Input data:
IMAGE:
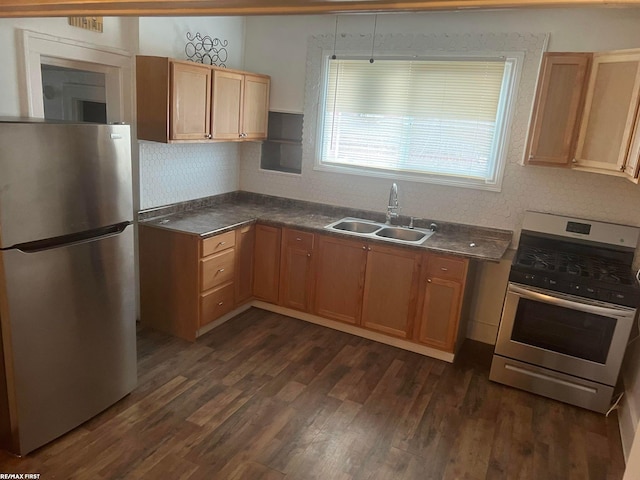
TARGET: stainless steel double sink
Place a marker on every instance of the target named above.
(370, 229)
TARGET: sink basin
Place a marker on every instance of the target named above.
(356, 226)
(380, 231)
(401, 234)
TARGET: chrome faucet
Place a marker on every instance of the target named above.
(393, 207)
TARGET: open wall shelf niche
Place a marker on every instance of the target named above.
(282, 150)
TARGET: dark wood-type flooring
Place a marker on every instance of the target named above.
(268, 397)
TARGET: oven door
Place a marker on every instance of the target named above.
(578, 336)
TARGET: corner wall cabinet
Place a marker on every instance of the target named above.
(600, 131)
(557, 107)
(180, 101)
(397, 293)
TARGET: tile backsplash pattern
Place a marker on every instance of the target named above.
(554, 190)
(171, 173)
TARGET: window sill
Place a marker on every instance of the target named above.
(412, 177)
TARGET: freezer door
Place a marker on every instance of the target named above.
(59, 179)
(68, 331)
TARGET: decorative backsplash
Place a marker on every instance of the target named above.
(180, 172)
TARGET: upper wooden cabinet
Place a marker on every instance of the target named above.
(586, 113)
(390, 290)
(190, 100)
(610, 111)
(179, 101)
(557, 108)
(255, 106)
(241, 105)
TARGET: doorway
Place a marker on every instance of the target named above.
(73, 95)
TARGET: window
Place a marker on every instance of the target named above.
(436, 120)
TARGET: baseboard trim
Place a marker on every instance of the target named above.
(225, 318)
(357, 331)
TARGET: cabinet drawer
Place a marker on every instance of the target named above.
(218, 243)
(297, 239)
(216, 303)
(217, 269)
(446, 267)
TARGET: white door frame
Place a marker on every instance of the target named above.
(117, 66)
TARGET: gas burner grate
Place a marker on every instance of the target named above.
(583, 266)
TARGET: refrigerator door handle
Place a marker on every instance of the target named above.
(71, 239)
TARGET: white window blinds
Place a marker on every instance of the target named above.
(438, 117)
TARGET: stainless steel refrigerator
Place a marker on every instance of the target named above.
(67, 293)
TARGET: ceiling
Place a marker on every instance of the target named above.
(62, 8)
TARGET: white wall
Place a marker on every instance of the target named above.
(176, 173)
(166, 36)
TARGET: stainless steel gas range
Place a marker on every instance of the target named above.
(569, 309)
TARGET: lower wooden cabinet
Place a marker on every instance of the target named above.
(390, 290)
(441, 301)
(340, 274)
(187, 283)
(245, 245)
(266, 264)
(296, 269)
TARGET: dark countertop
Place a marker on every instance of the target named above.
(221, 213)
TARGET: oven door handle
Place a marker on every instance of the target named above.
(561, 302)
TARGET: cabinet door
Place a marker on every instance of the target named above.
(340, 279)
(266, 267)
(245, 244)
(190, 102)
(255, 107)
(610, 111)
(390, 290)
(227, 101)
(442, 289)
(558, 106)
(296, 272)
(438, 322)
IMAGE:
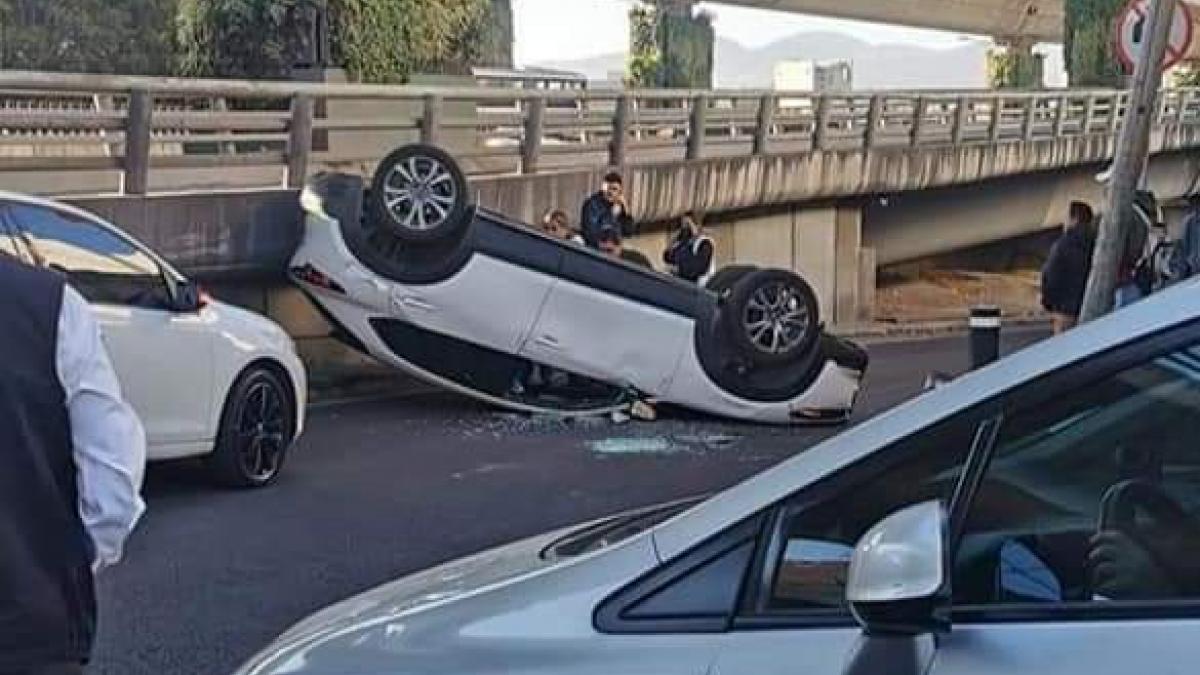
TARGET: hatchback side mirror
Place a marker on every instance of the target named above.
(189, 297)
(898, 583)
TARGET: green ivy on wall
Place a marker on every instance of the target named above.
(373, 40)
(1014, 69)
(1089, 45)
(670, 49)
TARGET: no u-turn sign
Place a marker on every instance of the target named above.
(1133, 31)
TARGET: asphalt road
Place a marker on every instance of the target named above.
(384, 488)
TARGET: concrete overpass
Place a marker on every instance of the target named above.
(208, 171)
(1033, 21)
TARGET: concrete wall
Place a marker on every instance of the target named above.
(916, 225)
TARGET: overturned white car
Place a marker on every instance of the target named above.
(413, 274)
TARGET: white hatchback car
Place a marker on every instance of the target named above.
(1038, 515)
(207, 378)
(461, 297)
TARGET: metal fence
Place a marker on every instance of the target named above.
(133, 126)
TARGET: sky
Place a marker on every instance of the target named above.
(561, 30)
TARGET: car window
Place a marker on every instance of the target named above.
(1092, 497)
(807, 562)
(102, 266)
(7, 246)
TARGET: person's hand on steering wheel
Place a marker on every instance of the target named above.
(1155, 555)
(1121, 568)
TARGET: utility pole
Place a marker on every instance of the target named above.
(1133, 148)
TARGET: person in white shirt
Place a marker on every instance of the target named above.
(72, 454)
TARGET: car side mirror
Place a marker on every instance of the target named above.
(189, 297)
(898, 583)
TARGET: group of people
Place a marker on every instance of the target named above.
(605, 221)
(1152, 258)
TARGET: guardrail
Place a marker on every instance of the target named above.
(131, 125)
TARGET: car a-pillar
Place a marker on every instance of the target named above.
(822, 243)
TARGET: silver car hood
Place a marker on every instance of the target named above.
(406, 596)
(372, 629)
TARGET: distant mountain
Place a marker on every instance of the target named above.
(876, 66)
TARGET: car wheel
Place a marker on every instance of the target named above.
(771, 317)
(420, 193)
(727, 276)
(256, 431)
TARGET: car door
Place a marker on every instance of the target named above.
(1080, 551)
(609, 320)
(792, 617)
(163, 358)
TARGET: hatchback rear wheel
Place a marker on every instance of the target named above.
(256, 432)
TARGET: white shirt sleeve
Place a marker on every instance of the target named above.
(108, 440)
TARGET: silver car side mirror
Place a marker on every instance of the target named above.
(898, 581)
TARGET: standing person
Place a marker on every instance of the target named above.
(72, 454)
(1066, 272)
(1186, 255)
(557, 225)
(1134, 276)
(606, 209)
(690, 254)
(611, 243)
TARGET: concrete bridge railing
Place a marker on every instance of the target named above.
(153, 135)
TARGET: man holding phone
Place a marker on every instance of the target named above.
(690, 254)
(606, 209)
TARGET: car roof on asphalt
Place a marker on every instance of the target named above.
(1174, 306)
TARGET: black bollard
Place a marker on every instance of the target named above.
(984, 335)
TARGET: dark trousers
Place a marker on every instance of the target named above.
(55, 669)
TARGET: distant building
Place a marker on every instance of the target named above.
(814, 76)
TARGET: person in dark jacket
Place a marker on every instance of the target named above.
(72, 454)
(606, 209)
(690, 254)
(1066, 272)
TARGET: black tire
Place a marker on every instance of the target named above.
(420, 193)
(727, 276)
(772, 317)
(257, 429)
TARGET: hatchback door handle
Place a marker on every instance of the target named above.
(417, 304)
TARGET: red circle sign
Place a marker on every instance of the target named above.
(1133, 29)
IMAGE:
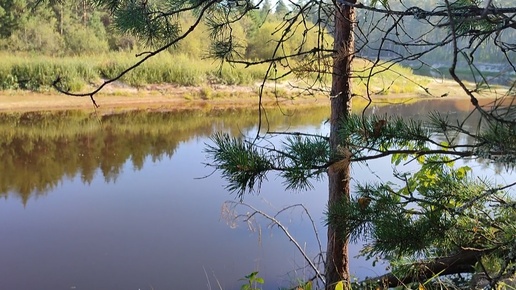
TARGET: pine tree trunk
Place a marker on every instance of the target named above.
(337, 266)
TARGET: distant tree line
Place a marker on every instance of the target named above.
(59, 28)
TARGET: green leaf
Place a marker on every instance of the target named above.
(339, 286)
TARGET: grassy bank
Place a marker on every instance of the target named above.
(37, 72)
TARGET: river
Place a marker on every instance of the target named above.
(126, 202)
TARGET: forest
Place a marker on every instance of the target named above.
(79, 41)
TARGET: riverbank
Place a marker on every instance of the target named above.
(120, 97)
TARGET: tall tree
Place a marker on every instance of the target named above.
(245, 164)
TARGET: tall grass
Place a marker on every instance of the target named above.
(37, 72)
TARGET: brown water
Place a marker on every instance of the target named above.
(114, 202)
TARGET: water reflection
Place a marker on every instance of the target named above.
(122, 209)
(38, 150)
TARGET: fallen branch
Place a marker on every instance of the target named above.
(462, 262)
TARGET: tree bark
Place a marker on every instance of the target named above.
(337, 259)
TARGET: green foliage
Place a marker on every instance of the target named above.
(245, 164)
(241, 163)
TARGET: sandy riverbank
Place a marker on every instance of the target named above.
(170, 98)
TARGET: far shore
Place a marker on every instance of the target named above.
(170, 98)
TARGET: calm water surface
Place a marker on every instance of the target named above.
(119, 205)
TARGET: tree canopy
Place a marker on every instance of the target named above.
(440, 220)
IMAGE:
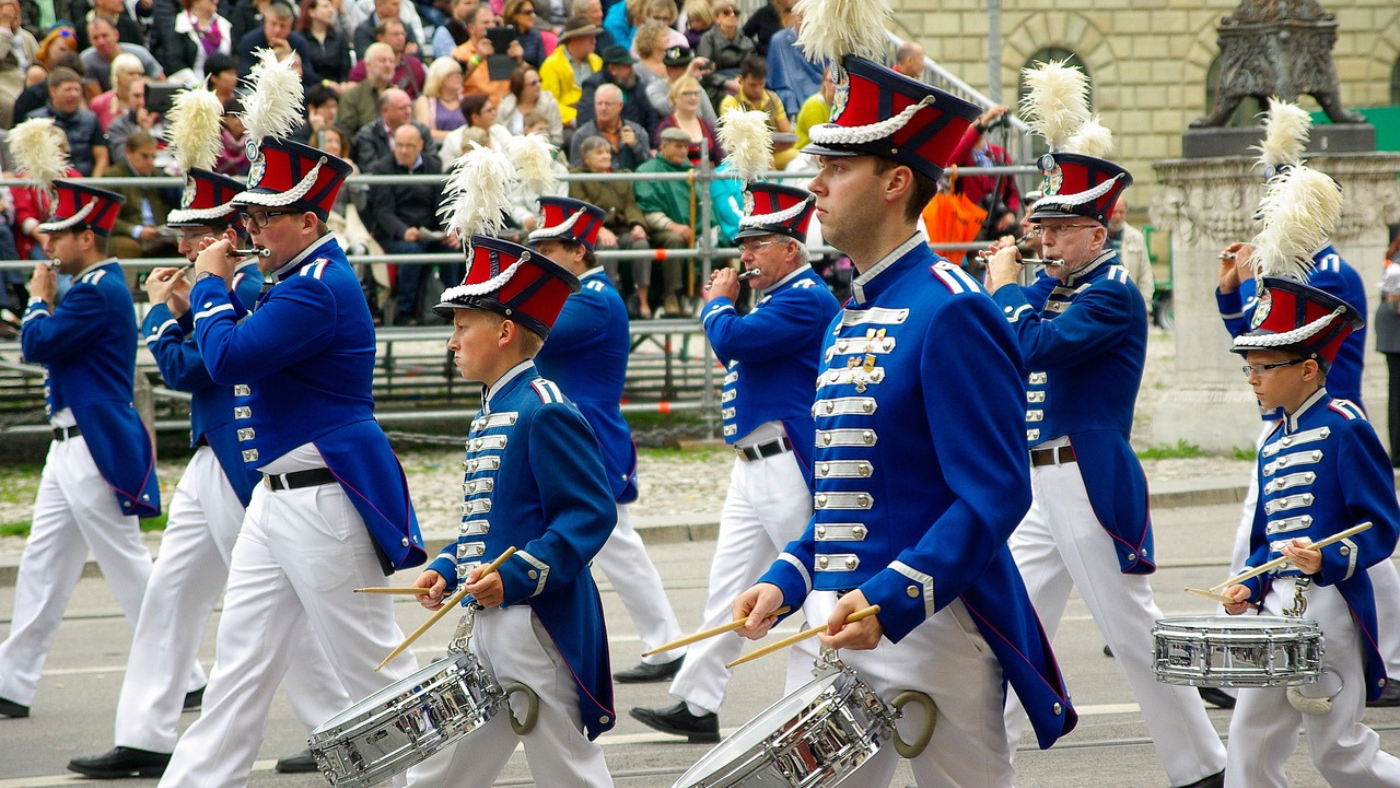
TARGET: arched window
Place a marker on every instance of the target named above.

Directive:
Rewrite all of the material above, changing every "marker" to "pin" and keeping everything else the same. Leave out the pictures.

Task response:
IMAGE:
TARGET: stainless steel double sink
Place a pin on every instance of the target named above.
(370, 229)
TARGET: sink basin
Place a pin on every instance of the target named above.
(356, 226)
(380, 231)
(401, 234)
TARGET: chrome faucet
Place a pin on every instance of the target named above.
(393, 207)
TARGET: open wall shelf niche
Place a pin on every instance of the target named above.
(282, 150)
TARGET: dark wood-type flooring
Place a pin on every instance of the target named above.
(268, 397)
TARGET: oven door
Place a pin on every instance of the target named above.
(578, 336)
TARGET: corner wall cabinet
Place a pin on every instance of the target named above.
(600, 131)
(557, 107)
(180, 101)
(397, 293)
TARGET: tile backsplash pattern
Place a pin on every instance of the target named above.
(554, 190)
(171, 173)
TARGET: window sill
Place a pin on every instance of the target named above.
(412, 177)
TARGET: freezer door
Place a pin on every instance of the target named above.
(59, 179)
(68, 331)
TARGET: decorative backsplash
Place a pin on every instance of the target named above.
(180, 172)
TARGET: upper wooden cabinet
Place a pin on every instance of the target named above.
(586, 113)
(390, 290)
(190, 100)
(610, 111)
(179, 101)
(557, 108)
(255, 106)
(241, 105)
TARGET: doorway
Place a pin on every instance of the target named above.
(73, 95)
TARGET: window
Place a pin on every instance of the target named above.
(436, 120)
TARGET: baseboard trim
Place a pin on every instance of the target named above.
(225, 318)
(357, 331)
TARGET: cabinet drawer
Place a pin on every instance of the target named above.
(218, 243)
(297, 239)
(216, 303)
(217, 269)
(446, 267)
TARGET: white door frame
Place a pin on every instance of the target named above.
(117, 66)
TARGET: gas burner grate
Place a pin on every instance of the target named above.
(583, 266)
TARGET: refrigerator door handle
Place a pin on every instance of the target named above.
(71, 239)
TARGET: white window blinds
Place a pin on every instance of the target named above.
(438, 117)
TARGET: stainless steel refrigerator
Place a pin on every instance of the target named above.
(67, 293)
TARGET: ceiling
Place a pin on every instance of the target named above.
(62, 8)
TARGET: white wall
Place a pin on every instance of the target named above.
(176, 173)
(166, 36)
TARGET: stainless steel gas range
Place a pin on every instance of the target named above.
(569, 309)
TARGET: lower wooden cabinet
Place a pin on every instance of the target named above.
(390, 290)
(441, 301)
(340, 274)
(187, 283)
(245, 245)
(266, 264)
(296, 269)
TARGET: dark countertop
Place a pin on every instance of the target named above.
(221, 213)
TARGET: oven door handle
Place a pin on every instance of the target named above.
(561, 302)
TARGET: cabinet door
Place a pin on every instance of the target named above.
(340, 279)
(266, 267)
(245, 244)
(190, 102)
(255, 107)
(610, 111)
(390, 290)
(227, 101)
(442, 289)
(558, 106)
(296, 272)
(438, 322)
IMAGE:
TARGET: hatchback side mirror
Place a pin on every instance of the target named above.
(189, 297)
(898, 583)
TARGET: green ivy on wall
Place a pin on every instance of the target named above.
(373, 40)
(1014, 69)
(1089, 45)
(670, 49)
TARGET: no u-turn sign
Place a pin on every instance of the target named above.
(1133, 31)
TARGET: asphalt road
Place a pin on every instance of the target named above.
(384, 488)
TARGET: concrete overpass
Place a pin on every instance of the target named above.
(208, 171)
(1033, 21)
TARGET: concrete wall
Place a pin on every instance of the target named above.
(916, 225)
TARGET: overturned white car
Place a pin on every instance of the target named above.
(413, 274)
TARGET: white hatchback car
Place a pin on every instance of the target named above.
(1038, 515)
(207, 378)
(461, 297)
TARGET: metal fence
Place a pin on every instance of the target named above.
(133, 126)
TARGET: sky
Place a pin on every instance of the target named above.
(561, 30)
TARGET: car window
Place a pin on every instance of the target named above.
(1092, 497)
(807, 562)
(102, 266)
(7, 246)
TARGET: person's hand on steering wheel
Place a pin on every instance of the target named above.
(1155, 555)
(1121, 568)
TARGET: utility pole
Place a pin on every instance of the target named above.
(1133, 148)
TARGET: person in white shirt
Place a pin on every instance of the target named above.
(72, 454)
TARGET: car side mirror
Place a pin on every instance of the target named above.
(189, 297)
(898, 583)
TARGET: group of people
Place a pin on every instance of the target named above.
(605, 221)
(1152, 258)
TARGET: guardrail
Place a pin on every instance of the target named above.
(131, 125)
TARGET: car a-pillar
Place a pin on every instance of the target named above.
(822, 243)
TARGET: silver car hood
Place a pin on every instance of the target named above.
(406, 596)
(372, 629)
TARGET: distant mountain
Place a pin on every instance of the target named above.
(876, 66)
TARGET: car wheel
Place a pin on every instance of the target named above.
(771, 317)
(420, 193)
(727, 276)
(256, 431)
TARGET: car door
Place a pin on every instance of the target named above.
(1080, 551)
(609, 320)
(792, 617)
(163, 358)
TARGET: hatchback rear wheel
Place a pin on every instance of the target named above.
(256, 432)
TARGET: white shirt sleeve
Place a pin on every instance of the target named above.
(108, 440)
TARGET: silver car side mirror
Place a pin on every instance of the target named above.
(898, 581)
TARGET: standing person
Place a pin on every instance of the target named above.
(72, 454)
(1066, 272)
(1186, 255)
(557, 225)
(1134, 276)
(606, 209)
(690, 254)
(611, 243)
TARGET: concrete bridge railing
Place a pin on every instance of the target named above.
(153, 135)
TARGET: man holding phone
Place a pin on every instance of the target named above.
(690, 254)
(606, 209)
TARGET: car roof on asphalt
Place a pin on every instance of the target named above.
(1174, 306)
TARGET: black bollard
Place a pin on every instance of the target named above.
(984, 335)
TARGET: dark trousers
Place a pin on every instance of the target named above.
(55, 669)
TARGET: distant building
Place a pin on every instance of the target named above.
(814, 76)
TARGET: person in dark jacket
Place a pin on every instance of the target named above.
(72, 454)
(606, 209)
(690, 254)
(1066, 272)
TARGET: black tire
Place a pin on every instance of the target named above.
(420, 193)
(727, 276)
(772, 317)
(257, 429)
TARGET: hatchback door handle
Place a pin on every instance of the target named above.
(417, 304)
TARGET: red circle sign
Place a pin on every instance of the target named above.
(1133, 29)
IMAGE:
TARGET: pine tree trunk
Place a pin on every instance of the target named above.
(337, 266)
TARGET: distant tree line
Place a pin on every instance of the target named above.
(59, 28)
TARGET: green leaf
Place a pin on every instance of the target named above.
(339, 286)
TARGET: grassy bank
Place a pin on every instance of the target named above.
(37, 72)
TARGET: river
Place a pin on every instance of the target named above.
(126, 202)
TARGET: forest
Place a pin on every instance of the target named above.
(79, 41)
TARGET: riverbank
Place a pin on every instance of the target named above.
(120, 97)
TARGET: tall tree
Place a pin on every instance of the target named above.
(245, 164)
TARGET: tall grass
Place a pin on every instance of the target named above.
(37, 72)
TARGET: brown water
Place a pin on every instance of the target named above.
(114, 202)
TARGET: water reflection
Place a pin on every instance of the target named above.
(122, 209)
(38, 150)
TARGET: fallen branch
Place a pin on every instance of the target named above.
(462, 262)
TARGET: tree bark
Place a pin on every instance of the target named above.
(337, 259)
TARGET: green foliage
Place a pin on every instance of the target named above.
(245, 164)
(241, 163)
TARGET: sandy riverbank
Place a pin on every instance of the target named above.
(170, 98)
TARGET: far shore
Place a pin on every instance of the target named above.
(170, 98)
TARGET: calm water surface
Place a pin on every instance of the target named above.
(119, 205)
TARGET: tree canopy
Place a pin on every instance of the target named above.
(440, 220)
IMAGE:
TARGET: arched window
Place a pin on every instance of the target named above.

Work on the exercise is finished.